▸ Tekst do przeczytania:

....................

Thursday, April 17, 2025
Home / Ludzie  / Gwiazdy  / Zośka Papużanka: Mistrzyni w byciu szczęśliwą

Zośka Papużanka: Mistrzyni w byciu szczęśliwą

Autorka książki „On” znalazła się w gronie trojga nominowanych do Paszportów Polityki w kategorii „Literatura”

Dużo słyszę, kiedy jadę tramwajem. Jeśli ktoś głośno rozmawia przez telefon, to odkładam książkę i słucham / fot. materiały prasowe

Autorka dwóch książek Szopka i On, która nie mówi o sobie „pisarka”. Matka, żona, teatrolożka z doktoratem na temat recepcji sztuk Federica Garcii Lorki, nauczycielka polskiego. Uważa, że wiele umie, i jeszcze nie wie, co będzie w życiu robiła. W książkach pisze o ciemnej stronie życia, bo ta jest jej zdaniem pisarsko i czytelniczo ciekawsza. Osobiście jest szczęśliwa. – Szczęście jest bardzo blisko człowieka – przekonuje Zośka Papużanka

Zośka Papużanka: Warto siebie lubić, bo szczęście jest bardzo blisko człowieka / fot. Adam Golec

Zośka Papużanka: Warto siebie lubić, bo szczęście jest bardzo blisko człowieka / fot. Adam Golec

Paulina Bandura: W notce do Onego mówisz jednocześnie, że lubisz ludzi i że nie lubisz ludzi. To zapytam tak: bardziej lubisz ludzi czy książki?
Ludzi. Książka nie jest człowiekiem. A człowiek jest jak książka, ma na twarzy wypisane, co jest w środku.
Dlatego lubisz ludzi obserwować?

Zośka Papużanka: Tak, lubię obserwować ludzi, chociaż wolę ich podsłuchiwać. Słucham ich, czy tego chcę czy nie chcę. Słyszę wszystkimi kanałami. Nie jestem w stanie czytać książki albo rozmawiać w pomieszczeniu, gdzie jest głośna muzyka – to mnie rozprasza. Słucham wszędzie, cały czas.

I co słyszysz?

Zośka Papużanka: Dużo słyszę, kiedy jadę tramwajem. Jeśli ktoś głośno rozmawia przez telefon, to odkładam książkę i słucham. Ktoś do kogoś dzwoni i pyta: wstałaś już? Nie wstałaś jeszcze? A co robisz? – a jest czternasta. Albo kobieta tłumaczy komuś przez telefon, że ma ugotować makaron: Tam jest, gdzie zawsze. Nie wiesz, gdzie zawsze chowam?! Przecież wiesz!

To jest rodzaj zabawy?

....................

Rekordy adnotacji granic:
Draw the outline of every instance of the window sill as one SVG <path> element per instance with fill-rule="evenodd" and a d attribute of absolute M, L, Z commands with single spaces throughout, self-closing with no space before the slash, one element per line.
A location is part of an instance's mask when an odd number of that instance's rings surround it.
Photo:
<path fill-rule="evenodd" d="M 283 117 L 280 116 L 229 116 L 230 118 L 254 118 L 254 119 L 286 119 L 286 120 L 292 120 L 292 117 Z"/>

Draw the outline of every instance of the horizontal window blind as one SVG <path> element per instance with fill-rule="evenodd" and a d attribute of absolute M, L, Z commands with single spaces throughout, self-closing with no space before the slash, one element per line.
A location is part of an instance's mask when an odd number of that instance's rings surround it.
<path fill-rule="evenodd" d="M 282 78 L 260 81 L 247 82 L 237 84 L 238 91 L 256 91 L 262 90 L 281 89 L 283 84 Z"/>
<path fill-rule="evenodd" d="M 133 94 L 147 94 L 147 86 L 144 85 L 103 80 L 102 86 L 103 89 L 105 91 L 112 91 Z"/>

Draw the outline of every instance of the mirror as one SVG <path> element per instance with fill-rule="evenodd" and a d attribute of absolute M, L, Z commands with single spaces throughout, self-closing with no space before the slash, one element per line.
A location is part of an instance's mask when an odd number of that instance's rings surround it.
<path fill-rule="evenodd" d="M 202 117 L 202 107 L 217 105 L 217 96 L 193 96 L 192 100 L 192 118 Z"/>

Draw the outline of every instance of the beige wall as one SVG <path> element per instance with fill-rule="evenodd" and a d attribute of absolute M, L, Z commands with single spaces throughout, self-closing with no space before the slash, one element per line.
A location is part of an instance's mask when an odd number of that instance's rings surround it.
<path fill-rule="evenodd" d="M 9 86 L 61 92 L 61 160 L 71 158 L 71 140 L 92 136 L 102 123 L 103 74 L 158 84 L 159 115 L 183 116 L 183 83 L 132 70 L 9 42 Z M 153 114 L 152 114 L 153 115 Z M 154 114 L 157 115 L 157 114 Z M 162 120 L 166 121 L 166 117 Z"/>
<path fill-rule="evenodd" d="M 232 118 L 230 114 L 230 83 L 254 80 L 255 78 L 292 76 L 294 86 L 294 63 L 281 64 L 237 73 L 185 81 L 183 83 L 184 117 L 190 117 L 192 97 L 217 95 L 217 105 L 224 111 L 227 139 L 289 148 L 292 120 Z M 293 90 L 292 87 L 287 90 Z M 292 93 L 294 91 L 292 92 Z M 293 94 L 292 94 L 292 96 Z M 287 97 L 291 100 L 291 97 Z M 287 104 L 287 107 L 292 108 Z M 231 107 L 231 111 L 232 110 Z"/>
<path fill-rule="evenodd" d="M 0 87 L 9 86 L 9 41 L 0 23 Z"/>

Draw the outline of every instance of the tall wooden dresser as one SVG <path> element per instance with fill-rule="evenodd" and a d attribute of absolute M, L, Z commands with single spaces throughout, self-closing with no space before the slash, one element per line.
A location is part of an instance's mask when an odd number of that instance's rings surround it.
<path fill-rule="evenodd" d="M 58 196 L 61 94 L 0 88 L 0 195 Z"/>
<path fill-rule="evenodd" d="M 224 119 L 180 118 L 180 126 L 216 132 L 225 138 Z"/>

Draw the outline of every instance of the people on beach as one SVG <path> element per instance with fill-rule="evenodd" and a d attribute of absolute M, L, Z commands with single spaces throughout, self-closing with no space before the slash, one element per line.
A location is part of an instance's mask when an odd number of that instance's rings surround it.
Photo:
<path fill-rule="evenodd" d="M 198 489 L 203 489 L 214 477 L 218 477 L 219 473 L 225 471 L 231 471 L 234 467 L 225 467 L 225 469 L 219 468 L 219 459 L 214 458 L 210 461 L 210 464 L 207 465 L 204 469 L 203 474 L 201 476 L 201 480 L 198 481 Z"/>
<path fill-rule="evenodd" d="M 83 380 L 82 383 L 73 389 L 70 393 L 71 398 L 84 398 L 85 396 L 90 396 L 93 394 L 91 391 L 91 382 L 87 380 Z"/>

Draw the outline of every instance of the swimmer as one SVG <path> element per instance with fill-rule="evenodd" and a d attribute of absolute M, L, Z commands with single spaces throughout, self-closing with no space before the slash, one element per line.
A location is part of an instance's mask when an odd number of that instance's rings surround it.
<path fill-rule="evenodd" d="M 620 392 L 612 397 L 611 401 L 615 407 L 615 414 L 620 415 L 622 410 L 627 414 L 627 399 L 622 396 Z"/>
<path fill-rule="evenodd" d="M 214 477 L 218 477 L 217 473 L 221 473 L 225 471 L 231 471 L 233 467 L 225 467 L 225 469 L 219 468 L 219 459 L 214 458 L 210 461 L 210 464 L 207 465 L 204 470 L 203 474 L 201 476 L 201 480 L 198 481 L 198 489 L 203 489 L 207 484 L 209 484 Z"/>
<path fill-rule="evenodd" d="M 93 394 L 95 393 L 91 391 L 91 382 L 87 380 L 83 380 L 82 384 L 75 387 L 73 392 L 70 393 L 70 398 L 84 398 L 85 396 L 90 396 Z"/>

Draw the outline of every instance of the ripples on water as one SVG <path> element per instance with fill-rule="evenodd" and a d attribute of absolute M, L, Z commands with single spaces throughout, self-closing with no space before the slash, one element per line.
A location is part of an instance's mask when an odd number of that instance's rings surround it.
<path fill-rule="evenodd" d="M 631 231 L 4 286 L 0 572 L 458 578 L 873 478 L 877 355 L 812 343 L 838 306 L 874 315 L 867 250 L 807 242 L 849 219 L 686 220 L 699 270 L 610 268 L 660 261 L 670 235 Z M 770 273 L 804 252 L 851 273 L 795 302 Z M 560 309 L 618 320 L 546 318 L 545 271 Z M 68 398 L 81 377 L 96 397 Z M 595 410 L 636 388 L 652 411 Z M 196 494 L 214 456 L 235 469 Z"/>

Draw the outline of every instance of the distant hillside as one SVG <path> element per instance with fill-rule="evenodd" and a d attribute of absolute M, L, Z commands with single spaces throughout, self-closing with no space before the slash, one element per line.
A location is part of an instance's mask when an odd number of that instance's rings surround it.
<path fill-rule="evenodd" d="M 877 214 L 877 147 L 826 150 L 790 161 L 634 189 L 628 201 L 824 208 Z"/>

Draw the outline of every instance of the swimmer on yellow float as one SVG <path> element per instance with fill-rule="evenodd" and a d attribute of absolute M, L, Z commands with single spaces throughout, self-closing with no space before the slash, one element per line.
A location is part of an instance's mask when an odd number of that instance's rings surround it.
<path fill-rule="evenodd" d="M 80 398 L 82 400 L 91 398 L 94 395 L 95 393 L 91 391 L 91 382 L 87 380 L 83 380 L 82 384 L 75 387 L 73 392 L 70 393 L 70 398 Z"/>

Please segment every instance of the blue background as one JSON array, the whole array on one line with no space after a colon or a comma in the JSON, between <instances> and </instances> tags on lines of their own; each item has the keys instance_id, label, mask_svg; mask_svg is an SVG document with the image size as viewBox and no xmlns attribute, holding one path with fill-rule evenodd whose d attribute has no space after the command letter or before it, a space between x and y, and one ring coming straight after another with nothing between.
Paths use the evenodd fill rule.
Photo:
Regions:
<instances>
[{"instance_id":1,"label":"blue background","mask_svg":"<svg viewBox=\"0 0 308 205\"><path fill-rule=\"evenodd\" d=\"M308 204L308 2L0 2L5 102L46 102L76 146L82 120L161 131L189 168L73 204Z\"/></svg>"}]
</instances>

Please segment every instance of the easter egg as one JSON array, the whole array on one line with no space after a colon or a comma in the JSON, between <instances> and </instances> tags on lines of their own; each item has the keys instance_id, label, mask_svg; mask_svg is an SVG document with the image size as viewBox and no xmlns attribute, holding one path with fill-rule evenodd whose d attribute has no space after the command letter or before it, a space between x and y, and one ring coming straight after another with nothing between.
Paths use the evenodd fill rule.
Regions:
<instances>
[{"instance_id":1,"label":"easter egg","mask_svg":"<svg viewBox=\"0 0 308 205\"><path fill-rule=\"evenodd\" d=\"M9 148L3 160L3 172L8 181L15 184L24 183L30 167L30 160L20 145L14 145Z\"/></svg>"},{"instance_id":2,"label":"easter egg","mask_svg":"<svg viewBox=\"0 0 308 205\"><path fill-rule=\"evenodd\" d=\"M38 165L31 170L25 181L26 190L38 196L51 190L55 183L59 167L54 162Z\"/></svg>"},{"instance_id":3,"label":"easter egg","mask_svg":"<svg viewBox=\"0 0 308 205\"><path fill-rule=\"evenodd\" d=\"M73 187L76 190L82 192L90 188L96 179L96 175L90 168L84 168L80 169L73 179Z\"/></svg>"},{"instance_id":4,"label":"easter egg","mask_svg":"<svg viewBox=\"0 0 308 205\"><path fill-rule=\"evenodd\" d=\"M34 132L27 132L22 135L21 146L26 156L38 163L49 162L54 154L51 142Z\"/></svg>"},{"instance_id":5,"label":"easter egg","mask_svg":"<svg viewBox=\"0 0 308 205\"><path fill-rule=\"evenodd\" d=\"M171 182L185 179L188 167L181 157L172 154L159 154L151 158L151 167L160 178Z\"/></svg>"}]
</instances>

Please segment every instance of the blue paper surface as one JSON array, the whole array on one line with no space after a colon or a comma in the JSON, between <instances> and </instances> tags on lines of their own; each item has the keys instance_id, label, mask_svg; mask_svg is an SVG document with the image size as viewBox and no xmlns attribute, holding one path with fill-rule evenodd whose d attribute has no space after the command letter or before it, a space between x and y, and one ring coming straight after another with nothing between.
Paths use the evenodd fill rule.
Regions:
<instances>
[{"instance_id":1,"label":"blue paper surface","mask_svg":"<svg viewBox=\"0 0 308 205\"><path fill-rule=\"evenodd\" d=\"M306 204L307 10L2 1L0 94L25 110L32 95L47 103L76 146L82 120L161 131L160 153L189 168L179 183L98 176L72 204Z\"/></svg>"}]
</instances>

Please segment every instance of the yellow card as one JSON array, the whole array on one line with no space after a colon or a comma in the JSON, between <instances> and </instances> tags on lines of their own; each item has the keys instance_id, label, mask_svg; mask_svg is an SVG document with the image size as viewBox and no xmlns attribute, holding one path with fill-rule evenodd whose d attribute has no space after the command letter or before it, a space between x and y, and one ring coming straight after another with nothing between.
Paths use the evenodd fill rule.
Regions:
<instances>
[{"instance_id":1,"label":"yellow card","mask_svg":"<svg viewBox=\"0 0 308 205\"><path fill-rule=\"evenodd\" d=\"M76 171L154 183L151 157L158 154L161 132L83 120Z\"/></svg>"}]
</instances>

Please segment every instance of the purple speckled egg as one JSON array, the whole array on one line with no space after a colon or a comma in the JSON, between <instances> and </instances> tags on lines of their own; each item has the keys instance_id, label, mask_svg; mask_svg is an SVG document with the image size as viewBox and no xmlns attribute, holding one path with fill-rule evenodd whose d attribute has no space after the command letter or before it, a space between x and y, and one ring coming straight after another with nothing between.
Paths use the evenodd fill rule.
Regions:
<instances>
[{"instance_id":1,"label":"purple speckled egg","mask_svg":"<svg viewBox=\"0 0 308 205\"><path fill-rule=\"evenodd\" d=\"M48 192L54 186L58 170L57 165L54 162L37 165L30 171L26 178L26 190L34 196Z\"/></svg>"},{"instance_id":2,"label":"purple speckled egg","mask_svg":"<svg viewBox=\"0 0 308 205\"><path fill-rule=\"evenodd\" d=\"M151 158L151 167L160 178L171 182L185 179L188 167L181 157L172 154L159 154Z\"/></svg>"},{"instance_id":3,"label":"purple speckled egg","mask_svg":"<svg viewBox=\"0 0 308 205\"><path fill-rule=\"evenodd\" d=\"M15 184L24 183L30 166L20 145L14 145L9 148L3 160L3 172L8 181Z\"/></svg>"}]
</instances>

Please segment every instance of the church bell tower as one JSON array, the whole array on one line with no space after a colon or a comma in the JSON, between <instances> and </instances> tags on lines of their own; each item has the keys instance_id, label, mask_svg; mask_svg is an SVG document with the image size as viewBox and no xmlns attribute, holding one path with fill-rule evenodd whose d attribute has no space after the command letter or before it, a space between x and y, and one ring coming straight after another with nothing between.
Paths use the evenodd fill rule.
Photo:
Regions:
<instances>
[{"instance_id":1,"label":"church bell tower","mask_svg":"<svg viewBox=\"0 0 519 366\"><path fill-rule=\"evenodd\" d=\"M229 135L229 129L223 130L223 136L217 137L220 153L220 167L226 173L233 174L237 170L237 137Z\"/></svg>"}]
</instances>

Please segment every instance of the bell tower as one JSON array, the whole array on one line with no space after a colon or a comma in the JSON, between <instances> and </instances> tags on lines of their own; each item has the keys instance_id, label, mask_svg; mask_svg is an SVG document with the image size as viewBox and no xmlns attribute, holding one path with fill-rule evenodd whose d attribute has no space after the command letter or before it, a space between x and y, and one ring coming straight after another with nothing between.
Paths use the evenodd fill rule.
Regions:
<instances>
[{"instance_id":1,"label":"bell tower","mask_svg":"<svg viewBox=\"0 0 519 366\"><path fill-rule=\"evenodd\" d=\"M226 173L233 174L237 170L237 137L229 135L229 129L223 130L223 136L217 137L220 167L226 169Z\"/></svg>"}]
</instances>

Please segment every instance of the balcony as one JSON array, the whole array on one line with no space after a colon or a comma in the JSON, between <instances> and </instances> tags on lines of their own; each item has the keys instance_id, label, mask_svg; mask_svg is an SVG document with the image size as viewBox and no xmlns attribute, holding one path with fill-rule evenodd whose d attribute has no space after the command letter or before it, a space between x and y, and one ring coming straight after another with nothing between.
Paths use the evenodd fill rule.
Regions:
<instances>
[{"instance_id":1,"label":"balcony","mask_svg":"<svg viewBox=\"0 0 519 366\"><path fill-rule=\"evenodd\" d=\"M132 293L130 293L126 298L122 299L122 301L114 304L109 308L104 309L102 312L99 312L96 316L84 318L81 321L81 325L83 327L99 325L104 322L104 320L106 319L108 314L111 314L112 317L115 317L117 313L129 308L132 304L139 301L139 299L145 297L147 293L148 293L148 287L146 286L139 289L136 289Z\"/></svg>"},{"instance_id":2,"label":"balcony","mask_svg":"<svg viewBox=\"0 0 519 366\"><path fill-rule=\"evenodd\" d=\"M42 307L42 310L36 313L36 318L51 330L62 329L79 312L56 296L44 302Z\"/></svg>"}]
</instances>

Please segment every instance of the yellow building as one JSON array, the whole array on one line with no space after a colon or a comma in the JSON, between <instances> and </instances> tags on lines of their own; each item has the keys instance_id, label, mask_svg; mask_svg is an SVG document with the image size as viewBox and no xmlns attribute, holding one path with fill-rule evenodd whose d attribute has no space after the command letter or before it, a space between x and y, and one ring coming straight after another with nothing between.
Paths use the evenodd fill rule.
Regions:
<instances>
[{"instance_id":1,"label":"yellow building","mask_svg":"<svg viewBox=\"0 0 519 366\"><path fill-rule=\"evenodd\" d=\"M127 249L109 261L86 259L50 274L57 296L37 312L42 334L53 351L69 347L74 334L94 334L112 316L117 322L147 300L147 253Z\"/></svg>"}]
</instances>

....................

▸ Zadanie pisemne: Kontynuuj wywiad z Zośką Papużanką, zaczynając od odpowiedzi na ostatnie pytanie. Wiersze danych są materiałem odrębnym od wywiadu z Zośką Papużanką.

▸ Wynik zadania:
Zośka Papużanka: Tak, bo wychodzę z założenia, że ludzie są śmieszni, także ja i moja rodzina. Stąd wynikają niezaplanowane zabawne sytuacje. One są powodem do budowania opowieści.

Ludzie są śmieszni – ale normalni czy nienormalni?

Zośka Papużanka: A ty jesteś normalna?

A co to znaczy?

Zośka Papużanka: No właśnie! Nie robisz żadnych śmiesznych rzeczy? Robisz! Dla ciebie są zwyczajne, ale spróbuj komuś o nich opowiedzieć. Nie myślisz magicznie? Nie liczysz płytek chodnikowych? Nie masz dziwnych zwyczajów, rzeczy, które robisz, tylko gdy jesteś sama? To nie jest nienormalne, w znaczeniu „szkodliwe”, ale normalne też przecież nie jest.

Wolisz ludzi normalnych czy nienormalnych?

Moje życie jest zupełnie inne niż to, o czym piszę. Nie mam żadnych traum do wyleczenia, żadnych tragicznych doświadczeń do przepracowania / fot. A. Golec

Moje życie jest zupełnie inne niż to, o czym piszę. Nie mam żadnych traum do wyleczenia, żadnych tragicznych doświadczeń do przepracowania / fot. A. Golec

Zośka Papużanka: Lubię np. ludzi, którzy idą ulicą i mówią sami do siebie. Potrafię łazić za takimi osobami i ich słuchać. Jest bardzo wiele rzeczy, o których musimy powiedzieć sami sobie, a nie każdy to robi. Ludzie w knajpach udają, że piszą coś ważnego na telefonie, bo siedzenie przy stoliku i picie kawy po to, żeby się napić kawy, nie jest normalne.

I z podsłuchanych historii biorą się książki.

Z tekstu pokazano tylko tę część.